# Exercise input
• • • •

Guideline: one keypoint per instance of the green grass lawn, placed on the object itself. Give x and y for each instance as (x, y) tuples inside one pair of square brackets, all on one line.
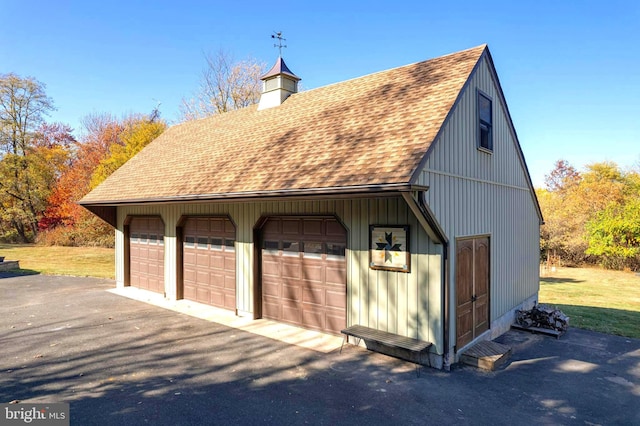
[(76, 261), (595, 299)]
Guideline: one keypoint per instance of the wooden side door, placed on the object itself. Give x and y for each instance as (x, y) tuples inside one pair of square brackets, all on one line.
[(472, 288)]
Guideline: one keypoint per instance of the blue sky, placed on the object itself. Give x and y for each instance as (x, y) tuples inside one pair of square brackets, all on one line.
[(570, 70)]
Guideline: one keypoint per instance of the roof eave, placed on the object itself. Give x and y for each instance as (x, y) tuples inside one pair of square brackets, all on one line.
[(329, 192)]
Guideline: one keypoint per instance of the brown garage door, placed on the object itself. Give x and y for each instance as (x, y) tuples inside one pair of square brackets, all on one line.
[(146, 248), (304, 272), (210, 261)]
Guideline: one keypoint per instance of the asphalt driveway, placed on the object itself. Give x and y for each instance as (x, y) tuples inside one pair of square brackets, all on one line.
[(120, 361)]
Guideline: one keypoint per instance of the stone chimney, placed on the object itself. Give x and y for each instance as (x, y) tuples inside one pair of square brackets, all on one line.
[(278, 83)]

• • • •

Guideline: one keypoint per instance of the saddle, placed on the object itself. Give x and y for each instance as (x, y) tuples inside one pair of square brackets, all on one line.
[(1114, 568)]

• • • •

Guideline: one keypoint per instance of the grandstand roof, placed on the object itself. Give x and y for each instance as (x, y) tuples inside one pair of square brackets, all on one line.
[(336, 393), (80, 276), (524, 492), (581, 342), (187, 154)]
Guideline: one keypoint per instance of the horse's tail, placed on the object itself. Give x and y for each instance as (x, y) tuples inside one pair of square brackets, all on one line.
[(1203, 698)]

• • • •

# Objective
Express the lines of the entries, from the line containing "Guideline: one keypoint per instance of the green" up to and including the line containing "[(76, 261), (595, 299)]", as a JSON list of strings with one string per line and no blank lines. Leave the pictures out of the answer.

# Answer to this task
[
  "Guideline: one keypoint per instance of the green grass lawn, placed on the object itself. Give x and y for each instance as (x, y) tuples inside one pair of square brackets, all on one line.",
  "[(76, 261), (595, 299)]"
]